We compute depreciation expense by applying composite, straight-line rates of approximately 2.5 percent to 3.5 percent that were approved by various regulatory authorities.

We recorded capitalized interest of $4.2 million, $4.2 million and $4.6 million for the years ended December 31, 2021, 2020 and 2019, respectively. We incurred liabilities for construction work in process that had not been paid at December 31, 2021, 2020 and 2019 of $25.6 million, $24.3 million and $20.9 million, respectively. Such amounts are not included in capital expenditures or in the change of working capital items on our Consolidated Statements of Cash Flows.

12.SHARE-BASED PAYMENTS

The ECP provides for the granting of stock-based compensation, including incentive stock options, nonstatutory stock options, stock bonus awards, restricted stock awards, restricted stock unit awards, performance stock awards and performance unit awards to eligible employees and the granting of stock awards to nonemployee directors. At December 31, 2021, we have 4.3 million shares of common stock reserved for issuance under the ECP. At December 31, 2021, we had approximately 1.8 million shares available for issuance under the ECP, which reflect shares issued and estimated shares expected to be issued upon vesting of outstanding awards granted under the plan, less forfeitures. The plan allows for the deferral of awards granted in stock or cash, in accordance with the Code section 409A requirements.

Compensation expense for our ECP share-based payment plans was $7.5 million, net of tax benefits of $2.5 million, for 2021, $7.0 million, net of tax benefits of $2.3 million, for 2020, and $6.8 million, net of tax benefits of $2.2 million, for 2019.

--------

Your task:
Summarize the depreciation and share-based payments text above in two sentences.

Raw data:
--------

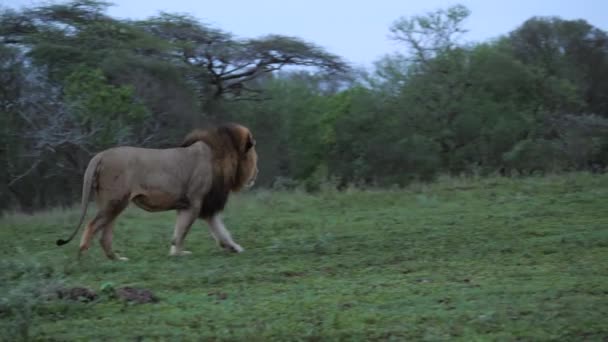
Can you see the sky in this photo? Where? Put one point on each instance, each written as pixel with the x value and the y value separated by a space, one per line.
pixel 357 30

--------

Output:
Depreciation expense is computed with regulator-approved composite straight-line rates of roughly 2.5 to 3.5 percent, capitalized interest was $4.2 million, $4.2 million and $4.6 million for 2021, 2020 and 2019, and unpaid construction work in process liabilities at those year-ends were excluded from capital expenditures and working capital changes in the cash flow statements. The ECP permits various stock-based awards to eligible employees and stock awards to nonemployee directors, with 4.3 million shares reserved and about 1.8 million available at December 31, 2021, and its compensation expense net of tax benefits was $7.5 million in 2021, $7.0 million in 2020 and $6.8 million in 2019.